> _What is required_: Retype each of the lines below word for word, leaving out the pictures.

Image point annotation entries:
☆ ☆ ☆ ☆ ☆
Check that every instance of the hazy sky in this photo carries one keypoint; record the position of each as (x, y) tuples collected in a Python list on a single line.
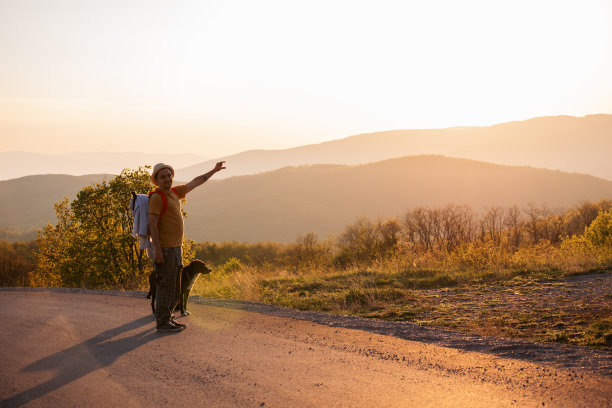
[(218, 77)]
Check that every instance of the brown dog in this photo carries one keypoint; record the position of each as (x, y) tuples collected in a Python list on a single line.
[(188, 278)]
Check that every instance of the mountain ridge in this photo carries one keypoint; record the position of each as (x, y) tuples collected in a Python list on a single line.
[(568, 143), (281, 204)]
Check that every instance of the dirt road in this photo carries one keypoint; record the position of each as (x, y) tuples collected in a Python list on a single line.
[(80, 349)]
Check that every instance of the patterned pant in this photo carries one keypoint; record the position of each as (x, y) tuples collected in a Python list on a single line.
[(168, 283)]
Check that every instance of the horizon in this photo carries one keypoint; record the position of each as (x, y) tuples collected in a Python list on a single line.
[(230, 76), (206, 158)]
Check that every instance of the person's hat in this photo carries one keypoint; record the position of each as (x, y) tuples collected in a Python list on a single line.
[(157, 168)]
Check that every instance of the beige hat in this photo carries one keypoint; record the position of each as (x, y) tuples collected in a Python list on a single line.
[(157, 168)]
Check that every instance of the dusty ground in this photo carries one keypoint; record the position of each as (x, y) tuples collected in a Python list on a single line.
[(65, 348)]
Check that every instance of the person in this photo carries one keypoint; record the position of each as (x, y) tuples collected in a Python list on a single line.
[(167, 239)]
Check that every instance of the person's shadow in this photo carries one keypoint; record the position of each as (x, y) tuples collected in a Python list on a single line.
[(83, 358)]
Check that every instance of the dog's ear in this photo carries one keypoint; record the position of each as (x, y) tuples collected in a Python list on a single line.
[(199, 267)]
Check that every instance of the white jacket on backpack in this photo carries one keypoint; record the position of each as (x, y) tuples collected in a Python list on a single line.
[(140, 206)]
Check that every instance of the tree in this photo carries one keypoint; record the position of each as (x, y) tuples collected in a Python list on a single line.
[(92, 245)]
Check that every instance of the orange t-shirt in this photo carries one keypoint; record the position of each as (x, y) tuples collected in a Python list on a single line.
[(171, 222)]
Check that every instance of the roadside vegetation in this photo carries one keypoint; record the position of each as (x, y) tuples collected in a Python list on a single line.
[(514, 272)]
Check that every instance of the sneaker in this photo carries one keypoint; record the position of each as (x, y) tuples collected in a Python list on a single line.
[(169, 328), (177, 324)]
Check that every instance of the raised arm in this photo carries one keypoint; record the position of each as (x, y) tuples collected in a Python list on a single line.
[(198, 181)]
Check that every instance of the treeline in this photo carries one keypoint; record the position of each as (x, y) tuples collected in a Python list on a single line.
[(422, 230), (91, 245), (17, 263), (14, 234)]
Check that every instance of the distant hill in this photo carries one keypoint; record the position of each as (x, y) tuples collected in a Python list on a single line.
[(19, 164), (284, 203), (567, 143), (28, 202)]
☆ ☆ ☆ ☆ ☆
> _Answer to this problem_:
Check that every instance of the hazy sky in this photo carries one keypoint; record the position of each as (x, y) tuples collected in a Python list on a single line.
[(218, 77)]
Check that every instance of the brown dog in this photo carries one keypoint; record the position of each as (x, y) tuples collected in a Python list on a single line.
[(188, 278)]
Check that every instance of the mountain ridge in this photo carries one keypoint; record the position of each as (x, y) tuples collected in a Python list on a single line.
[(568, 143), (281, 204)]
Check that every instance of the dirt road in this photo carries one keypoint; record the position of each as (x, y) tuples collected in a Python list on a single line.
[(80, 349)]
Check that every instance of the patterned pant in this photo carries one keypoint; record the position of each as (x, y) tuples collected in a Python list on a single line.
[(168, 283)]
Check that every instance of the horizon in this photo carries one keypoint; record the position of each as (x, y) tuples collected in a Python list on a single line.
[(230, 76), (206, 158)]
Check that every instance of the person's hat in this photo carries one keypoint; record the position of each as (x, y) tuples collected in a Python list on a single line.
[(157, 168)]
Check that every instance of the beige hat in this photo carries one keypoint; record the position of each as (x, y) tuples collected in a Python list on a single line.
[(157, 168)]
Check that every instance of the dusty ground in this photo carries one keypoint; record the position of each as (x, y) tuples collected in a Python list on a single line.
[(65, 348)]
Check that every instance of the person in this photo carries one keypoint; record the position of each as (x, y) tuples collected in a Python list on a single line.
[(167, 239)]
Check that every instance of the person's shadow in this photo carries one keypoint; record the position of each as (x, y) tuples collected in a Python list on a single line.
[(83, 358)]
Check that every instance of the dog's ear in this photo carries one keypoint; record the position of each as (x, y) tuples collected in a Python list on a single line.
[(199, 267)]
Check that every instance of the white jacket on backpack in this photo carries one keypoint; record the position of each as (x, y) tuples collected in a Python list on a single line.
[(140, 206)]
Check that every instance of the tree in this photo carries one keypoint; record the position of each as (x, y) tuples collected in a Python list on a single line.
[(92, 245)]
Check that every instance of the orange t-shirt in this photo carries one keypoint; record the position of each as (x, y) tuples collected in a Python list on a single line.
[(171, 222)]
Check that every instance of the roadside vegetation in this photo carries one keypoint; record the position of each as (x, y) tuples collected in a Python list on a single line.
[(514, 272)]
Check that every instance of the sneaker in this photo carries one keypoint; record the position of each as (x, y) tuples collected in a Python list on a single line.
[(169, 328), (177, 324)]
Check that every instance of the raised arm in this photo carries one keypoint; record the position of each as (x, y) tuples collected in a Python list on a single line.
[(198, 181)]
Check that every instance of the treeline in this photo carries one keypoint; record the position of each as (x, y) tuples collected in a Python list on a single line.
[(422, 230), (91, 245), (17, 263), (14, 234)]
Check that every instance of the distant hill in this photo carries one keypoint; record the position of each as (x, y) tuples collected in a Python list on a single line.
[(19, 164), (284, 203), (567, 143), (28, 202)]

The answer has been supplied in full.